THE RECORDS
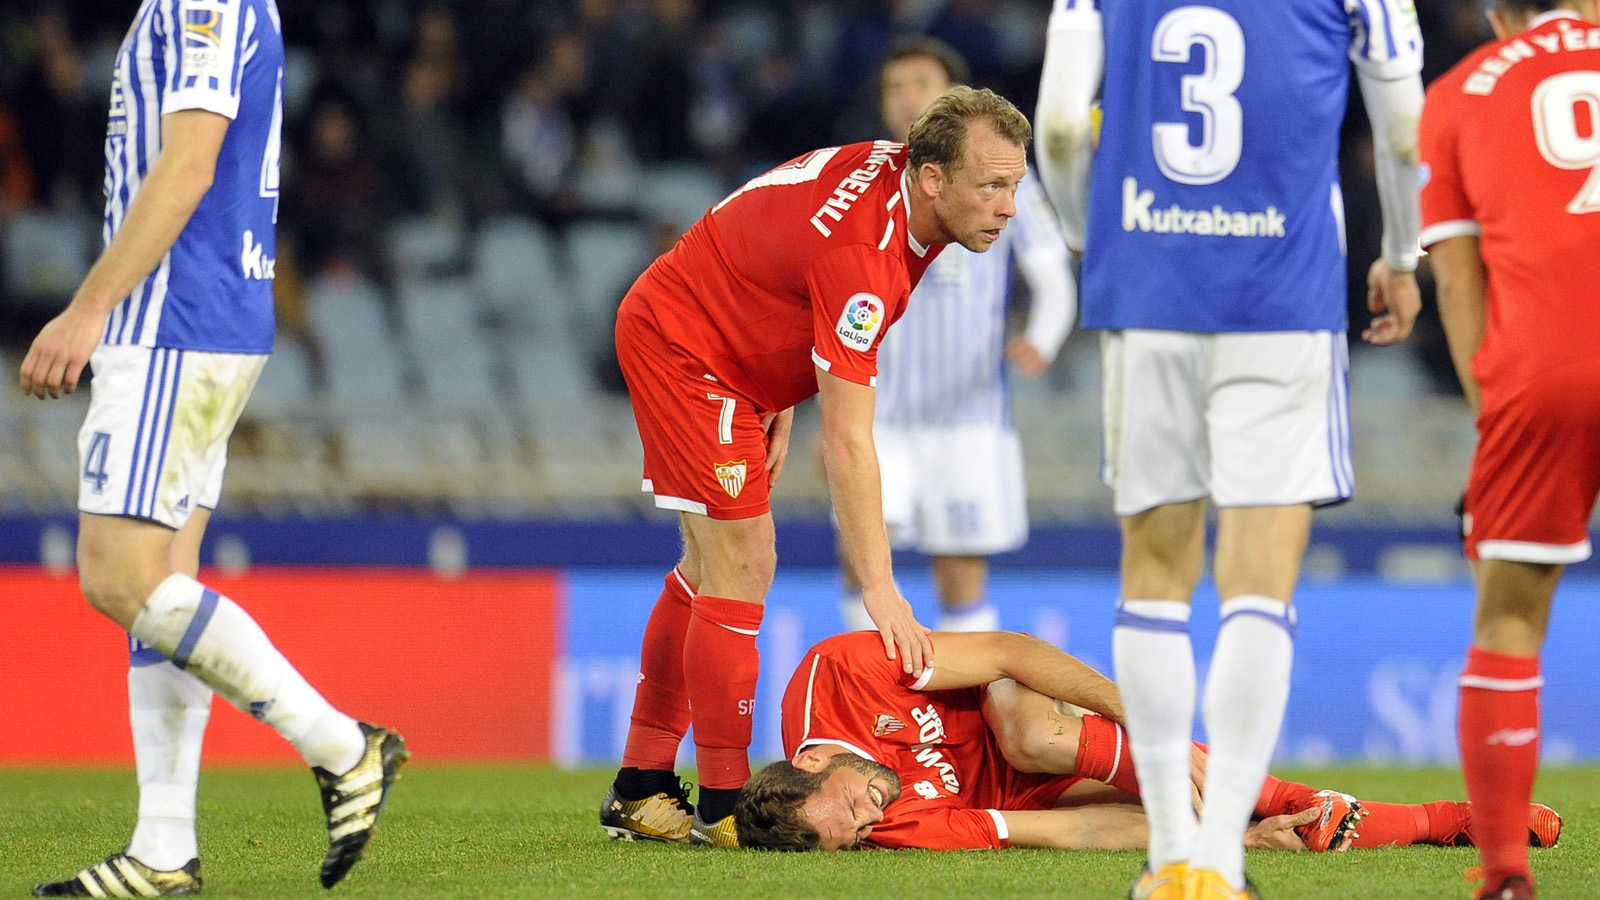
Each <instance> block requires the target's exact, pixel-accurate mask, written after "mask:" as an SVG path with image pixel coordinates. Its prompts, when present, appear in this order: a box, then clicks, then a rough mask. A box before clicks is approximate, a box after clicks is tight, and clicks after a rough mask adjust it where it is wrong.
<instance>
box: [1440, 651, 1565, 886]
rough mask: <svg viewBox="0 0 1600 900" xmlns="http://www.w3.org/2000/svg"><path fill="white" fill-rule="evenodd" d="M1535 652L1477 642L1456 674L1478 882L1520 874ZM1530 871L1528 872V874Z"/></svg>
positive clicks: (1467, 794) (1536, 676) (1537, 711)
mask: <svg viewBox="0 0 1600 900" xmlns="http://www.w3.org/2000/svg"><path fill="white" fill-rule="evenodd" d="M1541 684H1544V682H1542V679H1541V677H1539V658H1538V657H1507V655H1504V653H1493V652H1490V650H1483V649H1480V647H1472V649H1470V650H1469V652H1467V668H1466V671H1462V673H1461V717H1459V727H1461V773H1462V775H1464V777H1466V781H1467V798H1470V799H1472V831H1474V838H1475V839H1477V844H1478V854H1480V855H1482V857H1483V870H1485V879H1486V884H1494V882H1496V881H1499V879H1501V878H1504V876H1507V874H1522V876H1530V873H1528V801H1530V799H1531V798H1533V777H1534V773H1536V772H1538V767H1539V685H1541ZM1530 878H1531V876H1530Z"/></svg>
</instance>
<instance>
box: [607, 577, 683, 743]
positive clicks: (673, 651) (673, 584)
mask: <svg viewBox="0 0 1600 900" xmlns="http://www.w3.org/2000/svg"><path fill="white" fill-rule="evenodd" d="M693 599H694V588H693V586H690V583H688V581H686V580H685V578H683V575H682V573H680V572H678V570H677V569H674V570H672V572H667V581H666V585H664V586H662V588H661V597H659V599H658V601H656V609H653V610H651V612H650V621H646V623H645V642H643V645H642V647H640V653H638V657H640V658H638V687H635V689H634V717H632V721H630V724H629V727H627V745H626V748H624V749H622V767H637V769H651V770H667V772H672V770H674V769H675V764H677V759H678V745H680V743H683V735H685V733H686V732H688V730H690V695H688V689H686V685H685V679H683V645H685V641H686V637H688V629H690V601H693Z"/></svg>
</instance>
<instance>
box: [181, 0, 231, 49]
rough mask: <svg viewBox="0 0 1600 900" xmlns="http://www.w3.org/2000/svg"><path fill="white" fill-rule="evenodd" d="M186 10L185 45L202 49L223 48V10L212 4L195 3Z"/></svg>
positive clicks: (212, 48)
mask: <svg viewBox="0 0 1600 900" xmlns="http://www.w3.org/2000/svg"><path fill="white" fill-rule="evenodd" d="M195 6H197V8H192V10H186V11H184V46H187V48H202V50H221V48H222V10H219V8H216V6H211V5H198V3H197V5H195Z"/></svg>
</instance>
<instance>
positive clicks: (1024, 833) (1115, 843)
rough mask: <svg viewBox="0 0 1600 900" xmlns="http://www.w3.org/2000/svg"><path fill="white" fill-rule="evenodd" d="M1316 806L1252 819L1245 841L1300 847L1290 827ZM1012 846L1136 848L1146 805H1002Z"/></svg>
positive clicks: (1310, 817)
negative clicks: (1049, 808)
mask: <svg viewBox="0 0 1600 900" xmlns="http://www.w3.org/2000/svg"><path fill="white" fill-rule="evenodd" d="M1320 814H1322V810H1320V809H1307V810H1301V812H1299V814H1294V815H1275V817H1272V818H1266V820H1262V822H1254V823H1251V826H1250V830H1248V831H1245V846H1246V847H1251V849H1258V850H1304V849H1306V842H1304V841H1301V838H1299V836H1298V834H1296V833H1294V828H1298V826H1301V825H1307V823H1310V822H1314V820H1315V818H1317V817H1318V815H1320ZM1000 815H1002V817H1003V818H1005V823H1006V830H1008V831H1010V841H1011V846H1013V847H1043V849H1053V850H1139V849H1142V847H1144V846H1146V841H1149V834H1150V823H1149V820H1147V818H1146V815H1144V810H1142V809H1139V807H1136V806H1130V804H1112V806H1088V807H1077V809H1040V810H1002V812H1000Z"/></svg>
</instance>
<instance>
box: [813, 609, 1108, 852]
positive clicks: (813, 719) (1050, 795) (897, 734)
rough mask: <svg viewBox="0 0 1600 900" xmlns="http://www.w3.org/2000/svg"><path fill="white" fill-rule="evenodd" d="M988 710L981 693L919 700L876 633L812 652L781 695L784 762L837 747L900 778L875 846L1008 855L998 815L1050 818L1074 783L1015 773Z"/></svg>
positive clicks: (847, 634)
mask: <svg viewBox="0 0 1600 900" xmlns="http://www.w3.org/2000/svg"><path fill="white" fill-rule="evenodd" d="M931 671H933V669H928V673H930V674H931ZM926 677H928V674H925V676H923V679H926ZM982 700H984V692H982V689H978V687H970V689H962V690H928V692H925V690H922V687H920V682H915V681H912V677H910V676H909V674H906V673H902V671H901V668H899V663H896V661H893V660H890V658H886V657H885V655H883V641H882V639H880V637H878V634H877V633H875V631H854V633H850V634H837V636H834V637H829V639H827V641H822V642H821V644H818V645H816V647H811V650H810V652H808V653H806V655H805V658H803V661H802V663H800V668H798V669H795V674H794V677H792V679H790V681H789V689H787V690H784V705H782V733H784V753H787V754H789V756H790V757H794V754H795V753H800V749H803V748H806V746H810V745H818V743H837V745H843V746H848V748H851V749H854V751H856V753H858V754H861V756H866V757H869V759H874V761H877V762H882V764H883V765H888V767H890V769H893V770H894V772H896V773H898V775H899V778H901V796H899V799H898V801H894V802H893V804H890V807H888V809H886V810H885V818H883V822H880V823H878V825H875V826H874V828H872V836H870V838H869V842H870V844H874V846H877V847H886V849H896V850H898V849H907V847H918V849H925V850H968V849H1000V847H1006V846H1010V841H1008V839H1006V830H1005V820H1003V818H1002V817H1000V814H998V810H1002V809H1050V807H1051V806H1053V804H1054V801H1056V799H1058V798H1061V794H1062V793H1066V790H1067V788H1069V786H1070V785H1072V783H1075V781H1077V778H1075V777H1072V775H1029V773H1022V772H1016V770H1014V769H1011V765H1010V764H1008V762H1006V761H1005V757H1003V756H1002V753H1000V746H998V743H997V741H995V738H994V733H992V732H990V730H989V727H987V724H984V713H982Z"/></svg>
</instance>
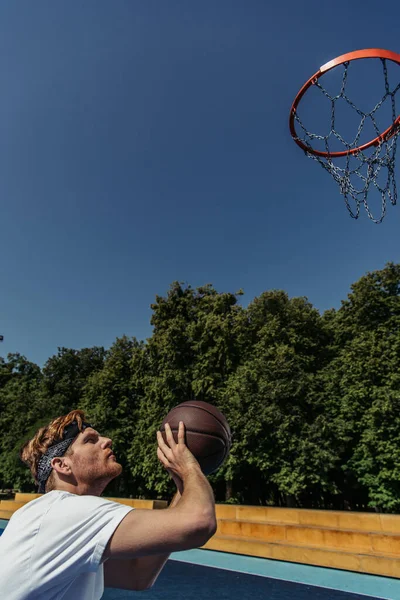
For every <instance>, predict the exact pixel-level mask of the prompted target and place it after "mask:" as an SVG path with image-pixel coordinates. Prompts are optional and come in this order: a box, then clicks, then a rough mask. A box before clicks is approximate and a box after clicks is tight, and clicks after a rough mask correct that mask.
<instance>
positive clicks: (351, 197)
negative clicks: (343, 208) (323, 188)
mask: <svg viewBox="0 0 400 600" xmlns="http://www.w3.org/2000/svg"><path fill="white" fill-rule="evenodd" d="M359 59H379V60H380V61H381V63H382V69H383V76H384V88H385V89H384V94H383V96H381V98H380V99H379V100H378V101H377V102H376V104H375V106H374V108H373V109H372V110H370V111H369V112H364V111H362V110H361V109H360V108H358V107H357V106H356V105H355V103H354V102H353V101H352V100H351V99H350V98H349V96H348V95H347V90H346V84H347V81H348V75H349V66H350V64H351V63H352V62H353V61H356V60H359ZM387 61H391V62H393V63H395V64H396V65H398V66H400V54H396V53H394V52H390V51H389V50H381V49H378V48H370V49H366V50H356V51H355V52H349V53H348V54H343V55H342V56H339V57H338V58H335V59H333V60H331V61H329V62H328V63H326V64H325V65H323V66H322V67H321V68H320V69H319V71H317V72H316V73H315V74H314V75H313V76H312V77H310V79H309V80H308V81H307V82H306V83H305V84H304V85H303V87H302V88H301V89H300V91H299V92H298V94H297V96H296V98H295V100H294V102H293V104H292V107H291V109H290V118H289V127H290V133H291V135H292V137H293V139H294V141H295V142H296V144H297V145H298V146H299V147H300V148H301V149H302V150H303V151H304V152H305V153H306V155H307V156H308V157H309V158H312V159H314V160H316V161H317V162H318V163H319V164H320V165H321V166H322V167H323V168H324V169H325V170H326V171H328V173H330V174H331V175H332V177H333V178H334V180H335V181H336V183H337V184H338V185H339V189H340V193H341V194H342V195H343V196H344V200H345V203H346V206H347V208H348V210H349V213H350V215H351V216H352V217H353V218H354V219H357V218H358V217H359V213H360V206H361V204H363V205H364V207H365V209H366V211H367V214H368V216H369V218H370V219H371V220H372V221H374V222H375V223H380V222H381V221H382V220H383V218H384V216H385V213H386V205H387V201H388V200H389V201H390V202H391V204H393V205H395V204H396V201H397V189H396V181H395V173H394V171H395V159H396V149H397V139H398V135H399V133H400V114H399V113H398V112H397V110H396V94H397V92H398V91H399V90H400V71H399V73H398V80H397V84H395V85H394V86H393V87H392V88H391V87H390V83H389V77H388V68H387ZM340 66H342V67H343V75H342V81H341V87H340V90H339V92H338V93H337V94H336V95H332V94H331V93H329V92H328V91H327V90H326V89H325V88H324V87H323V86H322V84H321V81H320V79H321V78H322V77H323V75H325V74H326V73H328V72H329V71H332V70H333V69H335V68H337V67H340ZM312 87H314V88H317V89H319V90H320V92H321V93H322V94H323V96H324V97H326V98H327V101H330V102H331V122H330V131H329V133H328V134H327V135H318V134H315V133H311V132H309V131H308V130H307V128H306V127H305V125H304V124H303V122H302V120H301V119H300V116H299V112H298V108H299V104H300V101H301V100H302V98H303V96H304V95H305V94H306V92H307V91H308V90H309V89H310V88H312ZM373 89H375V88H373ZM339 99H342V100H343V101H345V102H346V104H347V106H349V107H350V108H351V109H352V110H354V111H355V114H356V115H358V117H359V118H360V122H359V125H358V129H357V133H356V136H355V138H354V139H353V141H351V142H347V141H346V140H345V137H344V135H342V134H341V133H340V132H338V131H337V130H336V128H335V126H336V123H335V120H336V114H335V109H336V106H337V105H336V103H337V101H338V100H339ZM386 100H387V101H388V102H390V111H391V122H389V123H388V124H387V125H388V126H387V128H386V129H384V130H383V131H381V130H380V127H379V126H378V123H377V113H378V111H379V109H381V107H382V106H383V105H384V103H385V101H386ZM366 123H370V124H371V123H372V126H373V130H374V132H375V134H376V135H375V136H374V137H372V139H369V140H368V141H367V142H365V143H361V136H362V133H363V130H364V127H365V125H366ZM333 141H334V143H335V144H337V145H340V146H341V147H343V149H341V150H339V151H336V150H335V151H333V150H332V148H331V147H330V144H331V146H332V142H333ZM316 142H317V143H319V144H320V145H322V149H318V148H316V147H315V145H316V144H315V143H316ZM313 146H314V147H313ZM366 151H368V152H366ZM385 169H386V170H387V171H386V174H385V176H384V180H383V182H382V181H381V180H382V174H383V173H385ZM371 186H373V187H374V188H375V190H377V191H378V193H379V195H380V198H381V215H380V217H379V218H374V216H373V215H372V213H371V210H370V207H369V205H368V201H367V197H368V192H369V191H370V188H371ZM351 200H353V201H354V202H355V205H356V209H355V211H354V210H353V209H352V207H351V206H350V201H351Z"/></svg>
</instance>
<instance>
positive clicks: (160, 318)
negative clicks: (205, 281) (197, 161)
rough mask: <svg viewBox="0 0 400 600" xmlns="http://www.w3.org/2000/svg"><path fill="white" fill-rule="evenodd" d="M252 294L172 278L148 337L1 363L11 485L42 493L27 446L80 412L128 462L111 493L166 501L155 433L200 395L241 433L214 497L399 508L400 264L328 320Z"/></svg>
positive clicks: (304, 311) (168, 485) (290, 502)
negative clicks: (46, 428) (25, 465)
mask: <svg viewBox="0 0 400 600" xmlns="http://www.w3.org/2000/svg"><path fill="white" fill-rule="evenodd" d="M241 294H242V292H238V293H237V294H232V293H219V292H217V291H216V290H215V289H214V288H213V286H212V285H205V286H202V287H199V288H197V289H193V288H192V287H191V286H189V285H184V284H182V283H179V282H174V283H173V284H172V285H171V287H170V289H169V291H168V293H167V294H166V296H157V297H156V300H155V302H154V304H152V305H151V308H152V311H153V312H152V318H151V324H152V326H153V333H152V336H151V337H150V338H149V339H148V340H147V341H146V342H139V341H138V340H136V339H135V338H127V337H126V336H124V337H122V338H118V339H116V341H115V342H114V344H113V345H112V346H111V348H110V349H109V350H107V351H106V350H105V349H104V348H96V347H95V348H85V349H83V350H72V349H68V348H60V349H59V350H58V353H57V355H56V356H53V357H51V358H50V359H49V360H48V361H47V363H46V365H45V367H44V368H43V370H42V371H41V370H40V369H39V367H37V365H34V364H32V363H30V362H29V361H28V360H27V359H26V358H25V357H23V356H20V355H19V354H13V355H8V357H7V359H1V358H0V424H1V428H2V437H1V440H0V454H1V461H0V486H1V487H3V488H4V487H18V488H19V489H21V490H24V491H25V490H26V491H34V486H33V482H32V479H31V477H30V473H29V471H28V470H27V469H26V467H25V466H24V465H22V463H21V461H20V460H19V458H18V450H19V448H20V446H21V445H22V443H23V442H24V441H26V440H27V439H29V438H30V437H32V436H33V434H34V433H35V432H36V430H37V429H38V428H39V427H40V426H42V425H45V424H47V423H48V422H49V421H50V420H51V419H52V418H54V417H56V416H59V415H61V414H66V413H67V412H69V411H70V410H73V409H76V408H81V409H83V410H84V411H85V412H86V414H87V418H88V420H89V421H91V422H92V423H93V424H94V426H95V427H96V428H97V429H98V430H100V431H101V432H102V433H103V434H104V435H107V436H110V437H112V439H113V447H114V450H115V452H116V454H117V456H118V459H119V461H120V462H121V463H122V465H123V467H124V470H123V474H122V475H121V477H120V478H118V479H117V480H116V481H114V482H112V483H111V484H110V486H109V487H108V488H107V490H106V493H107V494H108V495H119V496H136V497H153V498H167V497H168V496H169V495H170V494H171V493H172V491H173V488H174V486H173V483H172V481H171V479H170V478H169V476H168V474H167V473H166V472H165V470H164V469H163V468H162V467H161V465H160V464H159V462H158V459H157V455H156V447H157V443H156V431H157V429H158V428H159V426H160V423H161V421H162V419H163V418H164V416H165V415H166V414H167V412H168V411H169V410H170V409H171V408H172V407H173V406H175V405H177V404H179V403H180V402H184V401H186V400H190V399H198V400H204V401H206V402H210V403H212V404H214V405H216V406H217V407H219V408H220V409H221V410H222V411H223V412H224V414H225V415H226V417H227V419H228V421H229V423H230V424H231V428H232V431H233V445H232V450H231V453H230V455H229V457H228V459H227V461H226V462H225V464H224V465H223V466H222V467H221V468H220V469H219V470H218V471H217V472H216V473H215V474H213V475H212V476H211V477H210V481H211V483H212V485H213V488H214V491H215V495H216V499H217V501H220V502H221V501H222V502H228V503H231V504H235V503H244V504H264V505H265V504H270V505H278V506H302V507H314V508H335V509H353V510H378V511H382V512H396V511H399V509H400V484H399V481H400V472H399V464H400V369H399V366H400V265H396V264H393V263H389V264H388V265H387V266H386V267H385V268H384V269H382V270H381V271H376V272H373V273H367V274H366V275H365V276H364V277H362V278H361V279H360V280H359V281H357V282H356V283H354V285H353V286H352V287H351V292H350V294H349V296H348V298H347V299H346V300H344V301H343V302H342V306H341V307H340V308H339V310H334V309H331V310H329V311H326V312H325V313H324V314H323V315H320V313H319V312H318V311H317V310H316V309H315V308H314V307H313V306H312V305H311V304H310V302H308V300H307V299H306V298H289V297H288V295H287V294H286V293H285V292H284V291H281V290H272V291H267V292H264V293H262V294H261V295H260V296H259V297H258V298H255V299H254V300H253V301H252V302H251V303H250V304H249V306H248V307H247V308H243V307H242V306H241V305H240V304H239V303H238V298H239V296H241Z"/></svg>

REQUIRED WORK
The line with "652L1477 642L1456 674L1478" ends the range, and the first line of the data begins it; repeat exactly those lines and nothing more, omitting pictures.

COMPLETED EXERCISE
Each <instance> block requires the target's exact, pixel-accurate mask, written after "mask:" as an SVG path with image pixel coordinates. Its prompts, when present, appear in this order: a box, then clicks, then a rough mask. A box before clicks is approximate, a box after clicks is tight, and clicks after a rough mask adjust it where it is wrong.
<instance>
box: [1440, 651, 1565, 886]
rough mask: <svg viewBox="0 0 1600 900" xmlns="http://www.w3.org/2000/svg"><path fill="white" fill-rule="evenodd" d="M1535 652L1477 642L1456 674L1478 882L1520 874ZM1530 871L1528 872V874Z"/></svg>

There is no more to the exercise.